### [PAGE EXCERPT]
We named him that night, knowing that we would want a name in case we had to bury him prematurely, inspired by the book of Samuel, verse 27: "For this boy I prayed, and the Lord has given me my petition which I asked of him."

On that cold day, almost four years ago, something shifted inside me and I would never quite be the same again. I realized, in a real and tangible way, that there was nothing- NOTHING- I was not prepared to do for my child, and with that realization, I walked away from the selfish young adult I had been and entered a whole new world of understanding that self-actualization only comes when the self is no longer the principle focus.

Prior to that day, I had already been a friend, sister, daughter and wife. I had already loved people, many unconditionally, and had fought battles to protect them and our relationship.

But there is something slightly different between saying that you are prepared to die for someone, and actually signing a document stating that you would like another person to be saved before you are.

On that day, I knew that I would never be the same. That every hope and every dream I had would be placed on hold- possibly indefinitely- while we awaited the outcome of the pregnancy and birth.

The rest is history.

Since then, one day at a time, the person that I used to be slowly became replaced with the person I have become.

My perfect, immaculate parlour with baby blue furniture? Covered in raspberry finger prints.

My dreams of becoming a corporate lawyer? Replaced by working from home, usually during nap time.

My business suits and designer glasses? Replaced by yoga pants to make floor time more accessible.

My love of food, and obsession with restaurants? Replaced by a mostly pesticide-free, dye free, corn/soy/msg/gluten-free, casein/dairy-limited, modified Paleolithic Diet. (Yum!)

My ambitions for wealth? Replaced by hope for government supports for families with disabilities, and a sincere understanding of just how good we've "got it".

My son's Registered Education Savings Plan? Replaced by a Registered Disabilities Saving Plan.

My vision of a wet-bar in the basement? Transformed into a Snoezelen Room and Gross Motor therapy space.

My idea of a perfect Saturday night dinner? One where Sammie actually eats what's on his plate.

My dream Christmas gift? A maid service. Seriously. How awesome would that be?

My Friday mornings? Meetings and training seminars with Speech Therapists, Occupational Therapists,  Developmental Psychologists, and teachers.

My super huge, pillow top mattress? Not so huge now that I have another baby snuggled up beside me.

### [EXERCISES]
1. In the excerpt about becoming a parent, rewrite the paragraph that begins "On that cold day, almost four years ago" more briefly, keeping its main facts.
2. Continue the excerpt about becoming a parent, starting after its last sentence, the one about the pillow top mattress.

### [DATASET EXTRACT]
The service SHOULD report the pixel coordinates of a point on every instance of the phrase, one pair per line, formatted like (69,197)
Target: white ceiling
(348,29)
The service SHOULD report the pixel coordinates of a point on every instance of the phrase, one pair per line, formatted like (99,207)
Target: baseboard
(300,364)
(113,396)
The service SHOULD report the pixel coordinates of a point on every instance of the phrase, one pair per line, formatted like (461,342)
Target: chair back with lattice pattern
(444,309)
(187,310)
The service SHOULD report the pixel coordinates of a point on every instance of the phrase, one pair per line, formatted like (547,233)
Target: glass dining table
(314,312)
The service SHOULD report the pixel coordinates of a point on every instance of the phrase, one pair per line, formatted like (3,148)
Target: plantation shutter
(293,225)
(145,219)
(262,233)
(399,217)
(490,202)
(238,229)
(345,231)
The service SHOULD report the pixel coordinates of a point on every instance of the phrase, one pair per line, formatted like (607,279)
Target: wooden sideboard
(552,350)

### [RESPONSES IN ORDER]
1. On that cold day nearly four years ago, I changed for good. I realized there was nothing I would not do for my child. I left my selfish young-adult self behind and learned that self-actualization comes only when the self is no longer the main focus.

2.
My days of wild-child style partying until 5 am? Ha ha. Last night, I was breastfeeding at 5 am. :P

My life? Absolutely perfect, and I wouldn't change a thing. 

But it isn't where I thought I would be, and I doubt it's where others would have predicted me to be either. Sometimes I look back and am amazed by just how far off my original path life has taken me.

And so, in moments like last night, I think back to the those friendships of the past and wonder- would they- could they- have changed with me? What would we say now if we were face to face? Would we have anything to talk about? Or would we have so much more to say now than we did before?

There are a handful of people who walked the last five years by our side. We've lost many friends, mostly due to the significant changes I have described above. Many people don't understand. Many people are scared of the life we are living. Special needs parenting is not for the faint of heart.  It is full-on, 24/7, intensive and unabashed adoration of another human being (and in our case two) with almost no respite and minimal support.

There is very little room for "you" in this world.

And the "you" that there is room for is a very different person than the one you knew before.

I didn't grow, or evolve,  or develop.

I changed. Black and white, from one day to the next, overnight.

Pre-Sam Zita is a distant memory. All that is left are the shadows of the life I thought I was meant for.

There is no regret or sadness, though there is sometimes a tugging nostalgia.

But I'll be honest with you, I like this "me" a lot more than I liked myself back then.

And I have a suspicion that, if ever we were to meet again, my friend would too.

Maybe that's why we were friends in the first place.